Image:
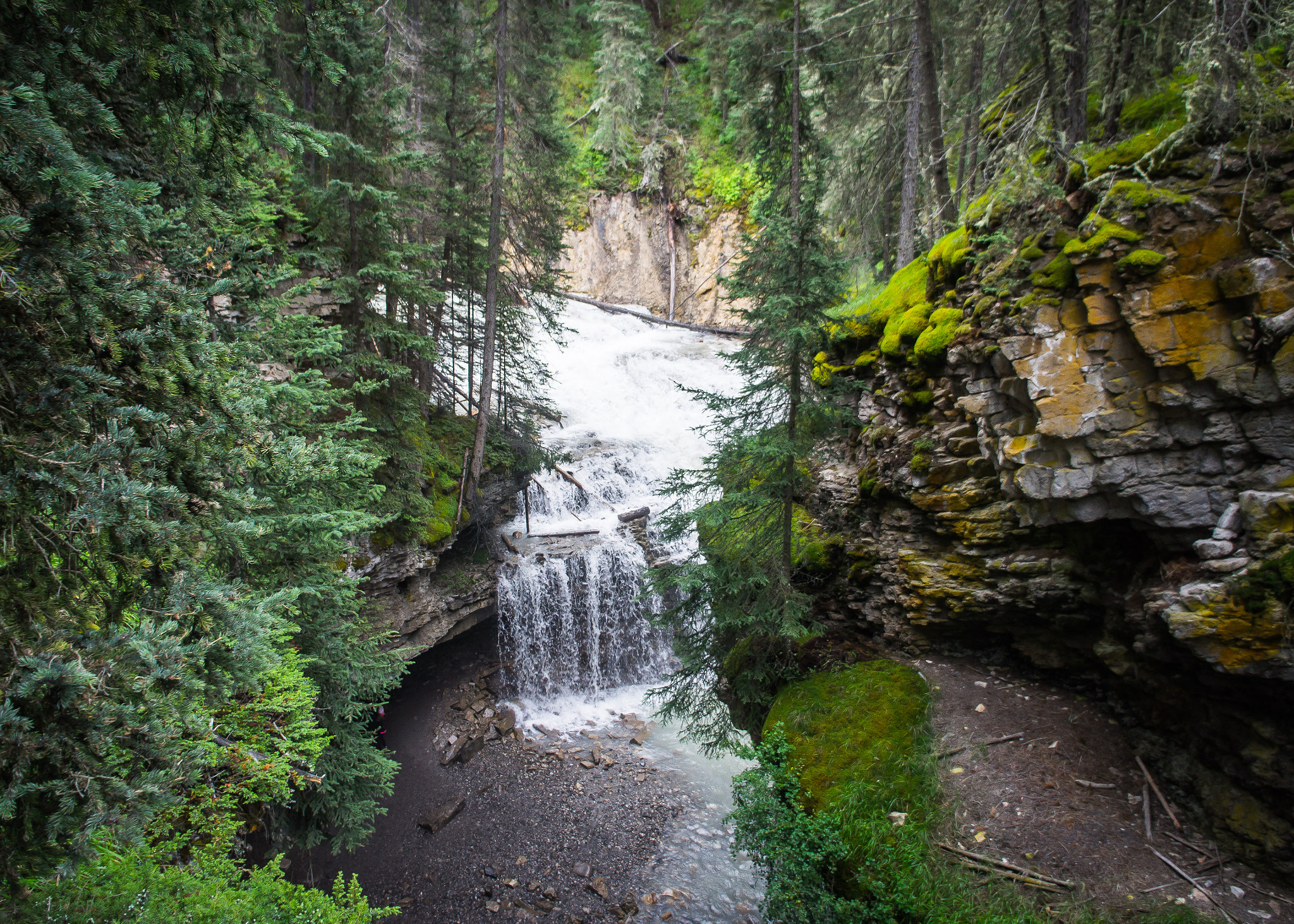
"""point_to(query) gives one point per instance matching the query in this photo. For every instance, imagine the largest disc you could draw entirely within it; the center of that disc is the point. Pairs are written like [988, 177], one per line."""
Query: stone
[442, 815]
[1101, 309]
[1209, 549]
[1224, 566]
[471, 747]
⁂
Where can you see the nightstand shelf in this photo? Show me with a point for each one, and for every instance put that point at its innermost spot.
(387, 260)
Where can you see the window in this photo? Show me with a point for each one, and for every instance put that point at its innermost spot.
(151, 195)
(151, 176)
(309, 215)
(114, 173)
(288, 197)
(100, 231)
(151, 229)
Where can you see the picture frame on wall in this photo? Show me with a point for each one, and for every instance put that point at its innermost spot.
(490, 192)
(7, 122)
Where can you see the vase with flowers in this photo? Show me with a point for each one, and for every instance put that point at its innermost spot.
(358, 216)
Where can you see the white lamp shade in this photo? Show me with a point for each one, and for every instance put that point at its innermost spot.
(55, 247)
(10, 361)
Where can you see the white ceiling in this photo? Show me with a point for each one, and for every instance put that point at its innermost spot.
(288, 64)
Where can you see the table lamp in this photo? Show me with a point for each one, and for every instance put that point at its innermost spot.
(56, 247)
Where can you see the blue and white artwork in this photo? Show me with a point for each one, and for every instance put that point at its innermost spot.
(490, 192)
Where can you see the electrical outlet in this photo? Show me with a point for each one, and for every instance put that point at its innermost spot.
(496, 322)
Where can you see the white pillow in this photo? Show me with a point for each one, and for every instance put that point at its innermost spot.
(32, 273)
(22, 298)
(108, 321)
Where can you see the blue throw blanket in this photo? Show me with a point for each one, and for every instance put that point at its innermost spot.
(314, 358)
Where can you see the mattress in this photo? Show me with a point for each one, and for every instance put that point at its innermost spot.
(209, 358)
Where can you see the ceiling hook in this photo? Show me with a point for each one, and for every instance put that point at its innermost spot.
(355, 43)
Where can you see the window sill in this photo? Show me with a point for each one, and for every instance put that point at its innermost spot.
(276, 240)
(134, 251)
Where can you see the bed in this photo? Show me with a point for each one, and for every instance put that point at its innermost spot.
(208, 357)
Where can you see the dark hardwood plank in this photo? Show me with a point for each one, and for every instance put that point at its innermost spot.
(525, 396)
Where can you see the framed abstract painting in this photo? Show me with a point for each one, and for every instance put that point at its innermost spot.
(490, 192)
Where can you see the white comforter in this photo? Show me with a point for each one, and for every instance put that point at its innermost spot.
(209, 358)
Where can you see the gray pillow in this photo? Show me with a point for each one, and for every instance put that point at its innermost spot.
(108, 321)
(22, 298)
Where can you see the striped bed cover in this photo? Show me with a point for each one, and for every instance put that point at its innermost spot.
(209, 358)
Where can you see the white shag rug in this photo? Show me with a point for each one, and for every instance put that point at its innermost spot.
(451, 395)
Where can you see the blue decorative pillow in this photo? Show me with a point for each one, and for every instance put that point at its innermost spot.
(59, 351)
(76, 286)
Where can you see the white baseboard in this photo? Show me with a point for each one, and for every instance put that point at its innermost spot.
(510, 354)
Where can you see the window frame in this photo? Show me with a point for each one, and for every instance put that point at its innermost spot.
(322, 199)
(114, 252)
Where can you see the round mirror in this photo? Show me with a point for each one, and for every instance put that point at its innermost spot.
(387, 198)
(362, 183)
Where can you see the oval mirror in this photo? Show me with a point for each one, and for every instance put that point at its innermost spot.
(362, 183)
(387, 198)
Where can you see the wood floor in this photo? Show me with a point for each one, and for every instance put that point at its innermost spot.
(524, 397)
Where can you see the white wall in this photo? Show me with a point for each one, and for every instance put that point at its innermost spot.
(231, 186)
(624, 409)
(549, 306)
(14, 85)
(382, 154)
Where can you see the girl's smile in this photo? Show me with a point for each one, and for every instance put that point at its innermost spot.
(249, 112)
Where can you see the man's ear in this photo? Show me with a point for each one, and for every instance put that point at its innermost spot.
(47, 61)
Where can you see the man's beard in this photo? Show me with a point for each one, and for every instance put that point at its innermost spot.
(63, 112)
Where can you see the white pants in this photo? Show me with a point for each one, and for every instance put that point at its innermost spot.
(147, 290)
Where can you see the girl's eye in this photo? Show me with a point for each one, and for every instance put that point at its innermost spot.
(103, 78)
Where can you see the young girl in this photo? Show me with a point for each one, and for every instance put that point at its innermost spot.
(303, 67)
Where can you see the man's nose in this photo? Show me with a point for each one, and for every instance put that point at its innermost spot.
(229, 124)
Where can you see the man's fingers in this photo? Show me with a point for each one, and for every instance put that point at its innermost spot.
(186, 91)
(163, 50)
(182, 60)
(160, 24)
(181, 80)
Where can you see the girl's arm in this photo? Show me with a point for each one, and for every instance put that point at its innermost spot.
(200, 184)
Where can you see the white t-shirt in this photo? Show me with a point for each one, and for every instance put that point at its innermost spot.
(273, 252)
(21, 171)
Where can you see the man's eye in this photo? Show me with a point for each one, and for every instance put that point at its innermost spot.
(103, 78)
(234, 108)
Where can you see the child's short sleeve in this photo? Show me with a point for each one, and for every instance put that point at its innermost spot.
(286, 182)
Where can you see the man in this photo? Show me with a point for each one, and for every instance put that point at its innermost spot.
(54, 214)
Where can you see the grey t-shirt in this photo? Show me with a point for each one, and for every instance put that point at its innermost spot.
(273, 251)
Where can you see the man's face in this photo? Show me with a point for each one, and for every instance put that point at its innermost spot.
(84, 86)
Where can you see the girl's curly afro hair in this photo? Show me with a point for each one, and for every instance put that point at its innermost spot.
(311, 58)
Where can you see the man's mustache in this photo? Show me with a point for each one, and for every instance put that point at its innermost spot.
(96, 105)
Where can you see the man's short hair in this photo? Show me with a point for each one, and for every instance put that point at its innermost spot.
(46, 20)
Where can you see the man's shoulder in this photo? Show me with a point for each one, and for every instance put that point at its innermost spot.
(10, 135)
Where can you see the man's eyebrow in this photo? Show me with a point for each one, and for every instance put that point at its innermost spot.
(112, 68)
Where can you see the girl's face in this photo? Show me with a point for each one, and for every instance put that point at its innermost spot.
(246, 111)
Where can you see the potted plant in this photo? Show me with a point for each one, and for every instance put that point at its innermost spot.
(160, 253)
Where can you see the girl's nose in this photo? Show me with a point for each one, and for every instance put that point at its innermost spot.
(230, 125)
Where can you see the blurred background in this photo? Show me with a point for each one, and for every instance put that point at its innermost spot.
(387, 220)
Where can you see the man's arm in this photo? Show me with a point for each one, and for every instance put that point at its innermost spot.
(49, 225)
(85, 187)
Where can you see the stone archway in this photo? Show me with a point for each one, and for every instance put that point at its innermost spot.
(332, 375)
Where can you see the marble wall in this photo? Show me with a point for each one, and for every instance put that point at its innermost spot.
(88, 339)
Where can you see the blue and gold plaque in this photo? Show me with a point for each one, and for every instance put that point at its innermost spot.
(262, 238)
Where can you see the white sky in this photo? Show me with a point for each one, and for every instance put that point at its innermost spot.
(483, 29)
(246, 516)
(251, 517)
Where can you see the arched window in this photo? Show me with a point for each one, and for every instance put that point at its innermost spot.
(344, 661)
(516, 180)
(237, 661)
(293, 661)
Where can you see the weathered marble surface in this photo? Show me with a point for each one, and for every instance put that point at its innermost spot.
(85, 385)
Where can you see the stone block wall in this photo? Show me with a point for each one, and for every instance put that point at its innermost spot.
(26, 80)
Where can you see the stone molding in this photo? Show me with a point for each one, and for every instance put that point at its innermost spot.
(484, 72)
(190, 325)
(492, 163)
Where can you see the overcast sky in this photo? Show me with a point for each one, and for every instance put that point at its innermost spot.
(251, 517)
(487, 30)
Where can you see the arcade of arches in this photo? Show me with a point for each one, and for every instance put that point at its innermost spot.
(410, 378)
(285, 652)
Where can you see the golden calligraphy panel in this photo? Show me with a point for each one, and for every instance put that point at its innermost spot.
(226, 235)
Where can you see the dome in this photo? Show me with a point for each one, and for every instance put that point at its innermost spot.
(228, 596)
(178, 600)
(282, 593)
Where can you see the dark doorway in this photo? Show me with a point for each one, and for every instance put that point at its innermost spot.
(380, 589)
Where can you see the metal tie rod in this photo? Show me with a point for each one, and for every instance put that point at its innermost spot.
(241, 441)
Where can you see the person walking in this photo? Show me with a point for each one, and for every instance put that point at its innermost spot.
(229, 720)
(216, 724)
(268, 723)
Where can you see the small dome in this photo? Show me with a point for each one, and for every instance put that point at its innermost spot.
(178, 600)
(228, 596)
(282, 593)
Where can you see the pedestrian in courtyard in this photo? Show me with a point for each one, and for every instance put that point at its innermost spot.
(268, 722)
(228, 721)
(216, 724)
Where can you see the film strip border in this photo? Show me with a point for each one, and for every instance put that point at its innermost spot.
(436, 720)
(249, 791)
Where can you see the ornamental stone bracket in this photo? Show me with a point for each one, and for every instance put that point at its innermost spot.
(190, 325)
⁂
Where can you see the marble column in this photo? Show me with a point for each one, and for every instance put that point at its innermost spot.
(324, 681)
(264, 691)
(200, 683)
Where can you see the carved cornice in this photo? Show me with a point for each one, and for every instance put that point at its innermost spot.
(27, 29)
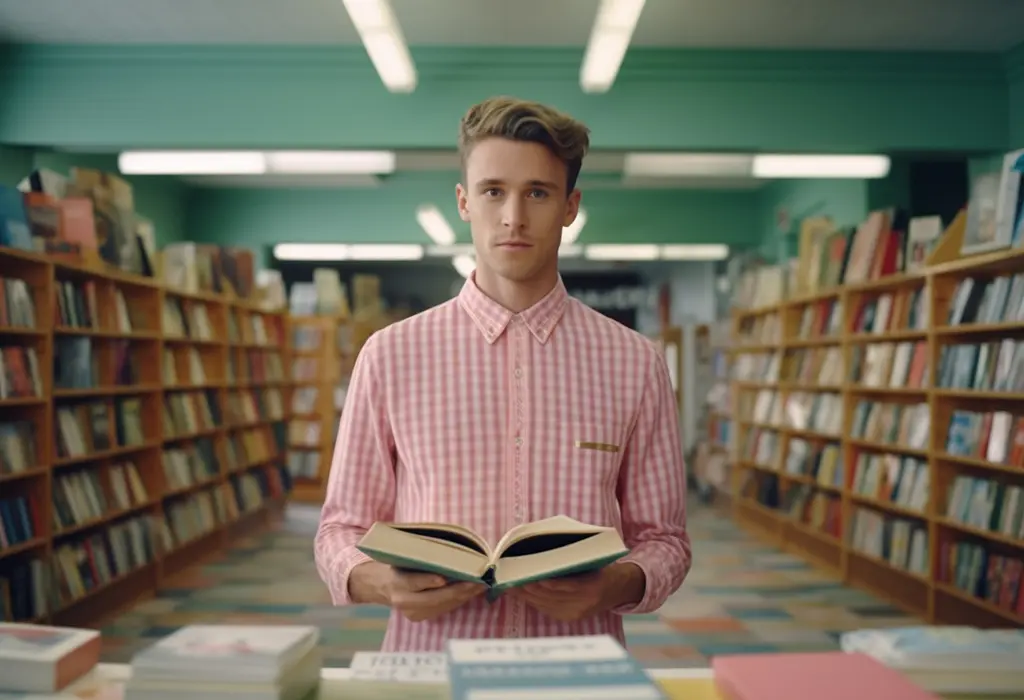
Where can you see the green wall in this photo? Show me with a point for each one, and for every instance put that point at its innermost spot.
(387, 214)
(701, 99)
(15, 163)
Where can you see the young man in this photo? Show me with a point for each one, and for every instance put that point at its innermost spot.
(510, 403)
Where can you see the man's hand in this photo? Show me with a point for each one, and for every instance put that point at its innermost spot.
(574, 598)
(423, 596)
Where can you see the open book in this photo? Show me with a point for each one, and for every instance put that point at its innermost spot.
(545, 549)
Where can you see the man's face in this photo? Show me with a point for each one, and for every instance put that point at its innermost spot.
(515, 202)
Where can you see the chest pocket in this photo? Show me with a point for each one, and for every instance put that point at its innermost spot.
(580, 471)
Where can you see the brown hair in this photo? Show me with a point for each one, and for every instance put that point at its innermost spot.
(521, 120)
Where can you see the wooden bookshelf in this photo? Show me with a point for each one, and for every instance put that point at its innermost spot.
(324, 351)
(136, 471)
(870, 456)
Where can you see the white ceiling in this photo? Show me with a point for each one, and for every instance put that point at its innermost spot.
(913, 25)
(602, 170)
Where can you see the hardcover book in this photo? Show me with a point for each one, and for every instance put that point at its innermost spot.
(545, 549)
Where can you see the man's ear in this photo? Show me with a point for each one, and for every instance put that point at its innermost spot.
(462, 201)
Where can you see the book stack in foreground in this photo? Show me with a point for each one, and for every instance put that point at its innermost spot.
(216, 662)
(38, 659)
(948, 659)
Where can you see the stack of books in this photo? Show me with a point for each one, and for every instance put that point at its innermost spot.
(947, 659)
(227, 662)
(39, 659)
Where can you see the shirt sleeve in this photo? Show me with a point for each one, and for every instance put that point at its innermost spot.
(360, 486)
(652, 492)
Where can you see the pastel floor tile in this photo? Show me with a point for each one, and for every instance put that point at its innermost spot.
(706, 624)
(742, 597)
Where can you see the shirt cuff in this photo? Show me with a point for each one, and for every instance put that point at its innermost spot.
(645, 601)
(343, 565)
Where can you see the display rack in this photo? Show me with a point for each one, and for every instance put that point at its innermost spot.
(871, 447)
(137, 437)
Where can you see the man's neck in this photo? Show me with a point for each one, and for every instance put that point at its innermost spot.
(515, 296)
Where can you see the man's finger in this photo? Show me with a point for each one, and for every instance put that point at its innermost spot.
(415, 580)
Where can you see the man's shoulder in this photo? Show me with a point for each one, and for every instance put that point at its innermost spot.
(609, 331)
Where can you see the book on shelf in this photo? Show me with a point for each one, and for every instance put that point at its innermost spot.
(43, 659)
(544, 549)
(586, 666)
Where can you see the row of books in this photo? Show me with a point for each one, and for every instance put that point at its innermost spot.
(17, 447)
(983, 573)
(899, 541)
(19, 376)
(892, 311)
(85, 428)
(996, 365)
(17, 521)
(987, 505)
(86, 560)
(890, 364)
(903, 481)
⁂
Collect every line in the items above that contains the string "window". Case counts when matching.

Where can you see the window in this photo? Show me with a point for each one, and for every instance put that point at its innermost spot.
Where can you see the window sill in this photo? Show me with a point for each one, and for every instance put that point at its innermost spot.
Where can you see the window frame in this photo? Show me with a point for each one, and for every instance put that point at its innermost spot.
Where can you see the arched window in this photo? Show me with a point for each one, and for every instance put that point at its innermost spot.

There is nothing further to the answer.